━━ Texto extraído
Escribir desde el desvío
Nacido en Gales en 1916, gran parte de la vida de Roald Dahl parece ser una crónica del siglo XX. De hecho, su vida es un intervalo entre dos guerras que marcan con violencia ese siglo: la primera Gran Guerra lo ve nacer y el fin de la utopía comunista y la Guerra Fría le canta su panegírico en 1990. Fue piloto de aviación y, desde los aires, vio arder, durante la Segunda Guerra Mundial, el mundo que alguna vez habían forjado los sueños de Occidente. En los años cuarenta, comenzó su carrera como escritor y, también bajo el signo del arte del siglo XX, su escritura fue experimental y rebelde, y, como una vanguardia solitaria y febril, sacudió el panorama de la literatura para niños, abriendo un camino que no ha dejado de sumar seguidores, epígonos y fanáticos.
Desde la primera hasta la última, sus obras se construyen sobre la base de una sucesión de desvíos. El primer desvío se salta los mandatos sociales y literarios, el segundo, ridiculiza la tradición. Por eso, los libros de Dahl comienzan haciendo añicos las expectativas que moldean al lector infantil. Podemos partir de una familia horripilante, o de una muerte, o de un villano grotesco y malvado, o de un ambiente de encierro, todo lo que la literatura infantil edificante ha intentado edulcorar o, directamente, elidir durante décadas para salvar la supuesta integridad emocional de los niños. De ahí nacerá la aventura en Roald Dahl y, de ella, la posibilidad de un mundo mágico que está siempre más allá de la vida prosaica, con sus instituciones (la familia, la escuela), sus deberes, sus limitaciones.
Todo esto podemos vivirlo gracias a una desobediencia. No existe el universo Roald Dahl sin desobediencia: porque hay un personaje que quiere quebrar el orden, hay aventura y hay humor. Desobedientes son Danny y su papá (Dany, el campeón del mundo), que viven en un carro gitano y no en un barrio burgués con escuela y familia tipo, desobediente es Matilda y se venga con saña de la señorita Trunchbull, desobediente es la abuela de Las brujas que, fumando como una chimenea, le cuenta historias tétricas a su nieto sin importarle un bledo si vulneran su sensibilidad o lo llenan de miedo, desobedientes son las princesas de Cuentos en verso para niños perversos, que matan a los príncipes y se quedan con los fabricantes de mermeladas, y desobediente es Sofía, de El gran gigante bonachón (El GGB), que se va al mundo de los gigantes sin lamentarse jamás de abandonar la estrecha realidad de “los guisantes humanos”, donde nadie la cuida ni la protege como el inolvidable Bonachón.
━━━━
━━ Datos registrados
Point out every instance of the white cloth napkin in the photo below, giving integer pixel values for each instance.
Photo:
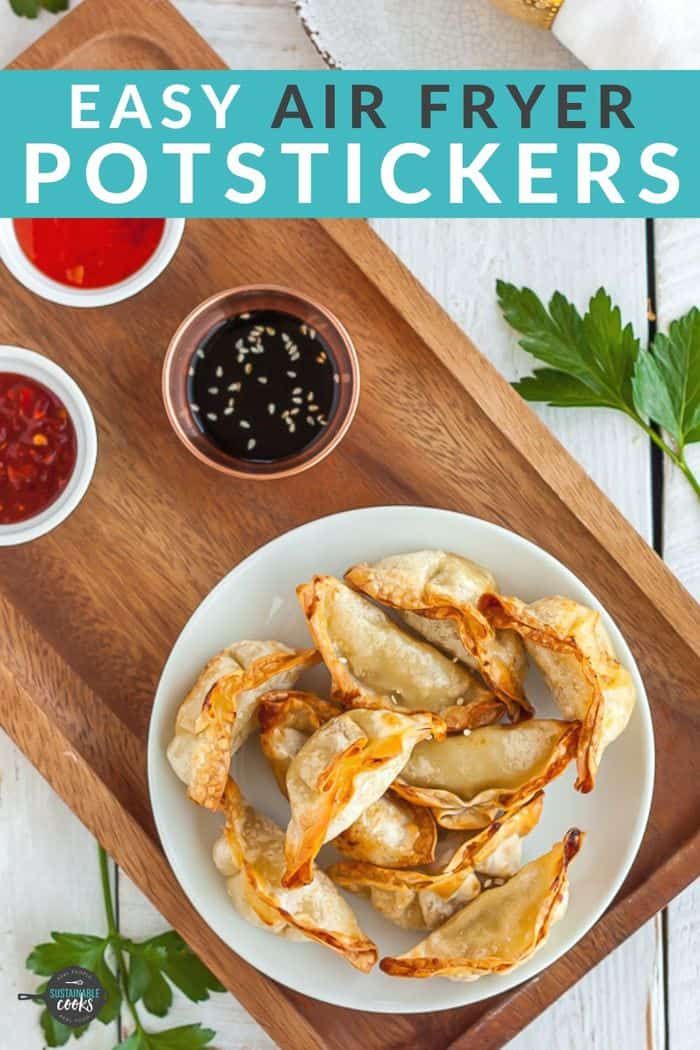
(632, 34)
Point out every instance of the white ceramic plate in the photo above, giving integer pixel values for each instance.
(257, 601)
(427, 35)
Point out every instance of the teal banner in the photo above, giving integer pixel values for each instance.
(420, 143)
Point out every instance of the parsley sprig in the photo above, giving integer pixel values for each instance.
(32, 8)
(595, 360)
(152, 967)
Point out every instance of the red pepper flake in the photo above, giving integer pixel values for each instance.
(88, 252)
(38, 447)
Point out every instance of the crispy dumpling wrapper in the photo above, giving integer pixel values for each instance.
(572, 648)
(390, 832)
(218, 713)
(251, 854)
(375, 663)
(467, 780)
(501, 928)
(340, 772)
(438, 594)
(425, 900)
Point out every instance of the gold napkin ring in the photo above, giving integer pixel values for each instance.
(541, 13)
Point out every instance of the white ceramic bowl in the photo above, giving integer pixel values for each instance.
(257, 601)
(27, 362)
(27, 274)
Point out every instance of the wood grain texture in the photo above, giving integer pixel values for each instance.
(119, 446)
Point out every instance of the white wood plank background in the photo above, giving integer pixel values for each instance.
(629, 1002)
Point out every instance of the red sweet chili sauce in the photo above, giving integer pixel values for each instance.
(88, 252)
(38, 447)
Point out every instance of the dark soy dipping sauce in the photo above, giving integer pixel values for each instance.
(262, 385)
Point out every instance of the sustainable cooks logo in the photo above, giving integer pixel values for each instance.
(73, 996)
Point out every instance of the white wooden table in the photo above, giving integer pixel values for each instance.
(645, 993)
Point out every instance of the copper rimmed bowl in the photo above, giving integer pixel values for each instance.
(208, 316)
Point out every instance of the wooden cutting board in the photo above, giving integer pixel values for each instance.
(88, 613)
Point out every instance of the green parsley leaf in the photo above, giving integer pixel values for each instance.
(666, 382)
(167, 956)
(30, 8)
(66, 949)
(79, 949)
(595, 361)
(185, 1037)
(592, 357)
(146, 981)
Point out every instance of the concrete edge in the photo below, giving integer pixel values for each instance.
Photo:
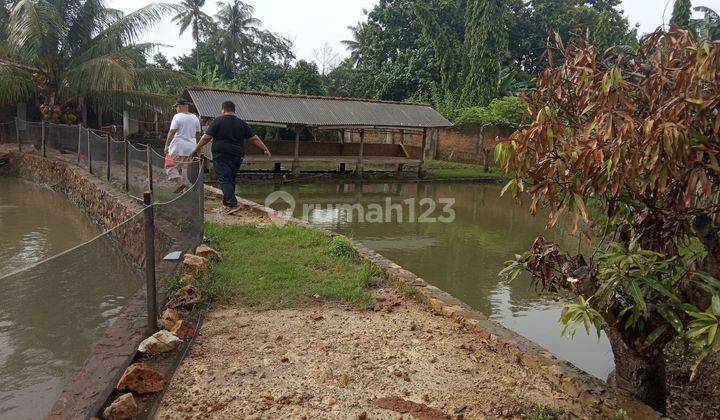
(84, 395)
(582, 387)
━━━━
Tareas =>
1: Según el texto sobre Roald Dahl, ¿dónde viven Danny y su papá?
2: Escribe la continuación del texto sobre Roald Dahl a partir de su última oración.

Respuestas por tarea =>
1: En un carro gitano.

2:
Y si el mundo de Roald Dahl es un mundo de rebeldías, lo es porque es un espacio en el que, por lo general, están ausentes los padres que encarnan la voz del deber, de las normas, de los buenos modales, de la moral. A excepción de Danny, el campeón del mundo (novela que tiene un papá como protagonista, aunque totalmente atípico), en Roald Dahl los padres son un vacío: o no existen (El GGB, James y el melocotón gigante, Las brujas), o son insufribles (Matilda, Los Mimpins) o constituyen personajes menores (Charlie y la fábrica de chocolate). En su lugar, entonces, se encuentra una serie de personajes adultos que siempre están más allá del deber ser y funcionan como trampolín hacia una dimensión fascinante de la vida en la que los niños pueden expresarse, desarrollar la imaginación, vivir la aventura, ser auténticos. Willy Wonka es, probablemente, el exponente más célebre de ese linaje, un adulto que no se ha olvidado de ser niño, que juega y se divierte como un niño, que es caprichoso, cruel y frágil como un niño, pero también excéntrico e incomprensible desde la mirada de los otros grandes.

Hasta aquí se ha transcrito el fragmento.